» ABOUT THIS EXERCISE: The answer must be the full listing, reproduced word for word.

» EXTRACTED MATERIAL:

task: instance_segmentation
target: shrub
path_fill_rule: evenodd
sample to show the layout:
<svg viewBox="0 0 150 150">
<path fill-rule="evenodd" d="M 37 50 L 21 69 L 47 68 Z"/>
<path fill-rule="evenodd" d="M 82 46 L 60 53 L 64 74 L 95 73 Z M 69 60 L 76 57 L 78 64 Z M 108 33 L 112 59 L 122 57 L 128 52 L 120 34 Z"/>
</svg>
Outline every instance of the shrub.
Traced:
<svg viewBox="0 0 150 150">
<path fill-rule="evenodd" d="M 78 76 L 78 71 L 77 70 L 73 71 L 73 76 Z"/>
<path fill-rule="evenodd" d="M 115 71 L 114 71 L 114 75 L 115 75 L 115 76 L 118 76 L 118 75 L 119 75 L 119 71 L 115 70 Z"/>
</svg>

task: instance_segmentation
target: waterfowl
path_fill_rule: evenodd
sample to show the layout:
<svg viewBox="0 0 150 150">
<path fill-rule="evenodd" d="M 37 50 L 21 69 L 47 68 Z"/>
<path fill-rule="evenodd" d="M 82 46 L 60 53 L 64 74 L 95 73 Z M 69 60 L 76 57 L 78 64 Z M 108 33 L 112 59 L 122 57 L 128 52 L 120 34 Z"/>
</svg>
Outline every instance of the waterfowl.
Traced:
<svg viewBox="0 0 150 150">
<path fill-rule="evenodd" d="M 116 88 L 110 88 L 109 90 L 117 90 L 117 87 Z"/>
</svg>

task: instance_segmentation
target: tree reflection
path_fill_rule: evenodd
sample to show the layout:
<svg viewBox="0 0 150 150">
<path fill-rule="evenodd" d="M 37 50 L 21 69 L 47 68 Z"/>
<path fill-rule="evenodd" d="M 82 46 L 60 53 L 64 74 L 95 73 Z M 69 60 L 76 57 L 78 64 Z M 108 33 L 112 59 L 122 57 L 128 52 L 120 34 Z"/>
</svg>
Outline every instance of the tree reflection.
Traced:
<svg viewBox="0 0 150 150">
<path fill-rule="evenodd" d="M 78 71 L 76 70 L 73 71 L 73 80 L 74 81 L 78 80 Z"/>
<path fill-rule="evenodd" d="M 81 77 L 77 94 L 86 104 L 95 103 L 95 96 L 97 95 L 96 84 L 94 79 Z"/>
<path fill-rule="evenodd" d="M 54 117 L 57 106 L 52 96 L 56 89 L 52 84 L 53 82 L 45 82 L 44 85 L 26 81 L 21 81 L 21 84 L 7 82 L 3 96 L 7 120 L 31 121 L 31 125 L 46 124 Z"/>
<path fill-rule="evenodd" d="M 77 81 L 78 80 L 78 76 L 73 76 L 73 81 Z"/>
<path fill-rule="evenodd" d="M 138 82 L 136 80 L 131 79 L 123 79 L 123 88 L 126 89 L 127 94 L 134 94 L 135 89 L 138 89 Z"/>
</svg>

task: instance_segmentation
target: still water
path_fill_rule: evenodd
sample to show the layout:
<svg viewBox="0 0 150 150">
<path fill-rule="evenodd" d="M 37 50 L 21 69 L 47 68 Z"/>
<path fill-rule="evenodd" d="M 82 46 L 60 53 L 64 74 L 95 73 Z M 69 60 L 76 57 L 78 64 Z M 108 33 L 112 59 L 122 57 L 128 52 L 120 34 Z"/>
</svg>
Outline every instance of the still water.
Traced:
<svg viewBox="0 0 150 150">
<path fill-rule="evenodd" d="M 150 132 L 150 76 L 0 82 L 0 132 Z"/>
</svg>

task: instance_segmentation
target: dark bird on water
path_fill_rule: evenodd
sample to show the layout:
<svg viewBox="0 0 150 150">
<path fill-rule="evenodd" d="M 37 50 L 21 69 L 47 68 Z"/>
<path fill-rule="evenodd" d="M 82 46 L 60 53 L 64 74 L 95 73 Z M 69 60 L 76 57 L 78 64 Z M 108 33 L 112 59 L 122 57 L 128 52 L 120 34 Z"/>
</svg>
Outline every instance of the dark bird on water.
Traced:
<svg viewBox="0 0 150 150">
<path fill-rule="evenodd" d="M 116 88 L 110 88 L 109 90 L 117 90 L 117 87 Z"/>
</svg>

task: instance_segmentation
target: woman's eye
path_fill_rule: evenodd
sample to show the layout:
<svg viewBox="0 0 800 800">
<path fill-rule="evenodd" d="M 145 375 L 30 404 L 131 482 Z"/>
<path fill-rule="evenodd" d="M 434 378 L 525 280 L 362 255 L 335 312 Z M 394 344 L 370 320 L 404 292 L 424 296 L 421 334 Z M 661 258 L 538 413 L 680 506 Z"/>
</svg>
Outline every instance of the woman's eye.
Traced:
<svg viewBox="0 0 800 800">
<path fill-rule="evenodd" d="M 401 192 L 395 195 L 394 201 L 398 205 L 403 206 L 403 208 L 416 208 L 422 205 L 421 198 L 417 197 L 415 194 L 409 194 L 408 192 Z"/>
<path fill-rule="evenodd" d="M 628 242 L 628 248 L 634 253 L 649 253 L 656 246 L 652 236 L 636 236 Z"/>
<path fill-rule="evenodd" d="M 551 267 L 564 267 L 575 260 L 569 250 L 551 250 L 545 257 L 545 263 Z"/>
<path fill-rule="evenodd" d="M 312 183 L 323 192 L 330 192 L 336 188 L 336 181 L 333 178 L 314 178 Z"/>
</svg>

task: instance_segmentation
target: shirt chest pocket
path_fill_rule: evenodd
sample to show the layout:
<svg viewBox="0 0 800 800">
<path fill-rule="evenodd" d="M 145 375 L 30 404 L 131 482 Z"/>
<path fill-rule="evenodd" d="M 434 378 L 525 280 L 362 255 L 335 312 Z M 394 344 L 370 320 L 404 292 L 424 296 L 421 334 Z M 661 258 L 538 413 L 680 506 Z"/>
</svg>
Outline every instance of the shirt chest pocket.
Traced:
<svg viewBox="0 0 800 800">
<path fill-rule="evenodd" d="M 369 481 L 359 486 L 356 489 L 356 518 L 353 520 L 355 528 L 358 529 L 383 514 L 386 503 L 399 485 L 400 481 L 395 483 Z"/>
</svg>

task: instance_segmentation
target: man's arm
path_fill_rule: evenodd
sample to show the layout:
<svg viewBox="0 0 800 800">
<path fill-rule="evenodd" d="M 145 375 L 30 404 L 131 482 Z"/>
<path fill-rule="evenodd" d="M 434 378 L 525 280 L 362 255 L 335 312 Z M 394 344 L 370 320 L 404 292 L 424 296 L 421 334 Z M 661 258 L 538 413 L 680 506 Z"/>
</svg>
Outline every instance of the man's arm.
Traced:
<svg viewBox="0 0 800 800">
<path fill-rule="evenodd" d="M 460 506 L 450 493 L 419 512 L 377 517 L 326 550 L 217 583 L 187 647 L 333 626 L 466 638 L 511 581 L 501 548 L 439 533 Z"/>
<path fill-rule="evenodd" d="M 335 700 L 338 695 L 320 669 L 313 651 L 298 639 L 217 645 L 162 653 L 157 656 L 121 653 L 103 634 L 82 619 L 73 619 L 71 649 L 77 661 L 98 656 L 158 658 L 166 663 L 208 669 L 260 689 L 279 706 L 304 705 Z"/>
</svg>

» ANSWER TO THE PROBLEM:
task: instance_segmentation
target: shrub
path_fill_rule: evenodd
sample to show the layout:
<svg viewBox="0 0 150 150">
<path fill-rule="evenodd" d="M 37 50 L 21 69 L 47 68 Z"/>
<path fill-rule="evenodd" d="M 82 46 L 60 53 L 64 74 L 95 73 Z M 69 60 L 76 57 L 78 64 Z M 108 33 L 112 59 L 122 57 L 128 52 L 120 34 Z"/>
</svg>
Outline every instance of the shrub.
Traced:
<svg viewBox="0 0 150 150">
<path fill-rule="evenodd" d="M 78 76 L 78 71 L 77 70 L 73 71 L 73 76 Z"/>
<path fill-rule="evenodd" d="M 115 71 L 114 71 L 114 75 L 115 75 L 115 76 L 118 76 L 118 75 L 119 75 L 119 71 L 115 70 Z"/>
</svg>

task: instance_segmentation
target: waterfowl
path_fill_rule: evenodd
sample to show the layout:
<svg viewBox="0 0 150 150">
<path fill-rule="evenodd" d="M 37 50 L 21 69 L 47 68 Z"/>
<path fill-rule="evenodd" d="M 82 46 L 60 53 L 64 74 L 95 73 Z M 69 60 L 76 57 L 78 64 Z M 108 33 L 112 59 L 122 57 L 128 52 L 120 34 Z"/>
</svg>
Outline every instance of the waterfowl.
Traced:
<svg viewBox="0 0 150 150">
<path fill-rule="evenodd" d="M 116 88 L 110 88 L 109 90 L 117 90 L 117 87 Z"/>
</svg>

task: instance_segmentation
target: tree reflection
path_fill_rule: evenodd
sample to show the layout:
<svg viewBox="0 0 150 150">
<path fill-rule="evenodd" d="M 37 50 L 21 69 L 47 68 Z"/>
<path fill-rule="evenodd" d="M 82 46 L 60 53 L 64 74 L 95 73 Z M 69 60 L 76 57 L 78 64 Z M 108 33 L 112 59 L 122 57 L 128 52 L 120 34 Z"/>
</svg>
Outline every instance of the tree reflection.
Traced:
<svg viewBox="0 0 150 150">
<path fill-rule="evenodd" d="M 78 71 L 76 70 L 73 71 L 73 80 L 74 81 L 78 80 Z"/>
<path fill-rule="evenodd" d="M 81 77 L 77 94 L 86 104 L 95 103 L 95 96 L 97 95 L 96 84 L 94 79 Z"/>
<path fill-rule="evenodd" d="M 54 117 L 57 106 L 52 96 L 56 89 L 52 84 L 53 82 L 45 82 L 44 85 L 26 81 L 21 81 L 21 84 L 7 82 L 3 96 L 7 120 L 31 121 L 31 125 L 46 124 Z"/>
<path fill-rule="evenodd" d="M 77 81 L 78 80 L 78 76 L 73 76 L 73 81 Z"/>
<path fill-rule="evenodd" d="M 138 82 L 136 80 L 131 79 L 123 79 L 123 88 L 126 89 L 127 94 L 134 94 L 135 89 L 138 89 Z"/>
</svg>

task: instance_segmentation
target: still water
path_fill_rule: evenodd
sample to show the layout:
<svg viewBox="0 0 150 150">
<path fill-rule="evenodd" d="M 37 50 L 21 69 L 47 68 Z"/>
<path fill-rule="evenodd" d="M 82 46 L 60 53 L 64 74 L 95 73 Z M 69 60 L 76 57 L 78 64 Z M 108 33 L 112 59 L 122 57 L 128 52 L 120 34 Z"/>
</svg>
Outline every instance of the still water.
Traced:
<svg viewBox="0 0 150 150">
<path fill-rule="evenodd" d="M 150 132 L 150 76 L 0 82 L 0 132 Z"/>
</svg>

task: instance_segmentation
target: dark bird on water
path_fill_rule: evenodd
sample to show the layout:
<svg viewBox="0 0 150 150">
<path fill-rule="evenodd" d="M 37 50 L 21 69 L 47 68 Z"/>
<path fill-rule="evenodd" d="M 82 46 L 60 53 L 64 74 L 95 73 Z M 69 60 L 76 57 L 78 64 Z M 108 33 L 112 59 L 122 57 L 128 52 L 120 34 Z"/>
</svg>
Outline every instance of the dark bird on water.
Traced:
<svg viewBox="0 0 150 150">
<path fill-rule="evenodd" d="M 116 88 L 110 88 L 109 90 L 117 90 L 117 87 Z"/>
</svg>

task: instance_segmentation
target: woman's eye
path_fill_rule: evenodd
sample to show the layout:
<svg viewBox="0 0 800 800">
<path fill-rule="evenodd" d="M 145 375 L 30 404 L 131 482 Z"/>
<path fill-rule="evenodd" d="M 434 378 L 525 280 L 362 255 L 335 312 Z M 394 344 L 370 320 L 404 292 L 424 296 L 421 334 Z M 661 258 L 538 413 L 680 506 Z"/>
</svg>
Outline every instance of the woman's eye.
Traced:
<svg viewBox="0 0 800 800">
<path fill-rule="evenodd" d="M 401 192 L 395 195 L 394 201 L 398 205 L 403 206 L 403 208 L 416 208 L 422 205 L 421 198 L 417 197 L 415 194 L 409 194 L 408 192 Z"/>
<path fill-rule="evenodd" d="M 628 242 L 628 248 L 634 253 L 649 253 L 656 246 L 652 236 L 636 236 Z"/>
<path fill-rule="evenodd" d="M 551 267 L 564 267 L 575 260 L 569 250 L 551 250 L 545 257 L 545 263 Z"/>
<path fill-rule="evenodd" d="M 312 183 L 323 192 L 330 192 L 336 188 L 336 181 L 333 178 L 314 178 Z"/>
</svg>

task: instance_segmentation
target: shirt chest pocket
path_fill_rule: evenodd
sample to show the layout:
<svg viewBox="0 0 800 800">
<path fill-rule="evenodd" d="M 145 375 L 30 404 L 131 482 Z"/>
<path fill-rule="evenodd" d="M 434 378 L 525 280 L 362 255 L 335 312 Z M 394 344 L 370 320 L 404 292 L 424 296 L 421 334 Z M 661 258 L 538 413 L 680 506 Z"/>
</svg>
Outline every instance of the shirt chest pocket.
Traced:
<svg viewBox="0 0 800 800">
<path fill-rule="evenodd" d="M 369 481 L 359 486 L 356 489 L 356 518 L 353 520 L 355 528 L 358 529 L 383 514 L 386 503 L 399 485 L 400 481 L 395 483 Z"/>
</svg>

task: instance_segmentation
target: man's arm
path_fill_rule: evenodd
sample to show the layout:
<svg viewBox="0 0 800 800">
<path fill-rule="evenodd" d="M 145 375 L 30 404 L 131 482 Z"/>
<path fill-rule="evenodd" d="M 434 378 L 525 280 L 362 255 L 335 312 Z M 394 344 L 370 320 L 404 292 L 424 296 L 421 334 Z M 661 258 L 538 413 L 680 506 Z"/>
</svg>
Outline every instance of the man's arm.
Traced:
<svg viewBox="0 0 800 800">
<path fill-rule="evenodd" d="M 460 506 L 450 493 L 419 512 L 377 517 L 326 550 L 217 583 L 187 647 L 333 626 L 466 638 L 511 581 L 501 548 L 439 533 Z"/>
<path fill-rule="evenodd" d="M 335 700 L 338 695 L 320 669 L 313 651 L 298 639 L 217 645 L 162 653 L 157 656 L 121 653 L 103 634 L 82 619 L 73 619 L 71 649 L 77 661 L 98 656 L 158 658 L 166 663 L 208 669 L 260 689 L 279 706 L 304 705 Z"/>
</svg>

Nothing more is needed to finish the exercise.